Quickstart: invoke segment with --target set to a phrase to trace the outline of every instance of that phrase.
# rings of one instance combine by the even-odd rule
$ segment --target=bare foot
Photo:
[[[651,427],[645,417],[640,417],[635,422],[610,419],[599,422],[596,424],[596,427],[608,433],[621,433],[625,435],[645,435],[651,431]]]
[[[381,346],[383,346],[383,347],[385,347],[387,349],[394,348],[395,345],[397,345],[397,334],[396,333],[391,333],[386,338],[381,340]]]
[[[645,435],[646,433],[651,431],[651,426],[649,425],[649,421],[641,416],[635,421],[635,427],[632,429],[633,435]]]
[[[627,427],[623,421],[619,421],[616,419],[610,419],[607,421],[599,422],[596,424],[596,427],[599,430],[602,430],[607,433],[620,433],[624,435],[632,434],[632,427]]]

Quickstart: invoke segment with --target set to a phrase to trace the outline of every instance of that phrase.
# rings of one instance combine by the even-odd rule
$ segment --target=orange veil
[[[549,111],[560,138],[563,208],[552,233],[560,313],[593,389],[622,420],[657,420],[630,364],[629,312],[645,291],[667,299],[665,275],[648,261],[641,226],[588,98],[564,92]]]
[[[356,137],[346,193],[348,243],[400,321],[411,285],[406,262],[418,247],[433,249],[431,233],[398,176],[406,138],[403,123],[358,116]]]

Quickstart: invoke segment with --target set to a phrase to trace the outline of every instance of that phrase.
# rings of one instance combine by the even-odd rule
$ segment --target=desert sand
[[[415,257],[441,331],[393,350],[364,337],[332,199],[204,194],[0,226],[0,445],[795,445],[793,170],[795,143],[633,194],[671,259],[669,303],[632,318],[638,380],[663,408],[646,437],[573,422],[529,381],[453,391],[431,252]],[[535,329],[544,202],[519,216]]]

**DIRECTIONS:**
Please render every line of the rows above as a Markdown table with the columns Line and Text, giving each line's number under Line and the line itself under Text. Leave out the blank lines.

**OUTPUT OF THE EXERCISE:**
| Line | Text |
|---|---|
| 1 | Quickstart: invoke segment with --target set to a phrase to trace the outline of every instance of that phrase. |
| 2 | # rings of one instance combine by the even-odd rule |
| 3 | $ segment --target=bare foot |
| 4 | Photo: |
| 5 | [[[651,427],[645,417],[640,417],[635,422],[610,419],[599,422],[596,424],[596,427],[608,433],[621,433],[625,435],[645,435],[651,431]]] |
| 6 | [[[381,346],[383,346],[383,347],[385,347],[387,349],[394,348],[395,345],[397,345],[397,334],[396,333],[391,333],[386,338],[381,340]]] |
| 7 | [[[645,435],[646,433],[651,431],[651,426],[649,425],[649,421],[641,416],[635,421],[635,427],[632,429],[633,435]]] |
| 8 | [[[627,427],[623,421],[619,421],[616,419],[610,419],[607,421],[599,422],[596,424],[596,427],[599,430],[602,430],[607,433],[620,433],[624,435],[632,434],[632,427]]] |
| 9 | Quickstart: invoke segment with --target set to a phrase to trace the outline of every instance of that phrase. |
| 10 | # rings of one instance combine by the even-odd rule |
| 11 | $ segment --target=orange veil |
| 12 | [[[549,111],[560,138],[563,208],[552,233],[560,313],[593,389],[622,420],[657,420],[630,364],[629,312],[645,291],[667,299],[665,275],[648,261],[641,226],[588,98],[564,92]]] |
| 13 | [[[356,137],[346,193],[348,243],[400,321],[411,285],[406,262],[418,247],[433,249],[431,233],[398,176],[406,138],[403,123],[358,116]]] |
| 14 | Quickstart: invoke segment with --target set to a phrase to trace the outline of every instance of that phrase. |
| 15 | # rings of one instance combine by the even-odd rule |
| 16 | $ segment --target=desert sand |
| 17 | [[[415,257],[441,331],[393,350],[364,337],[332,199],[204,194],[0,226],[0,445],[795,445],[793,170],[795,143],[633,194],[671,259],[669,303],[632,318],[638,380],[663,408],[646,437],[573,422],[529,381],[453,391],[431,252]],[[535,329],[544,202],[519,216]]] |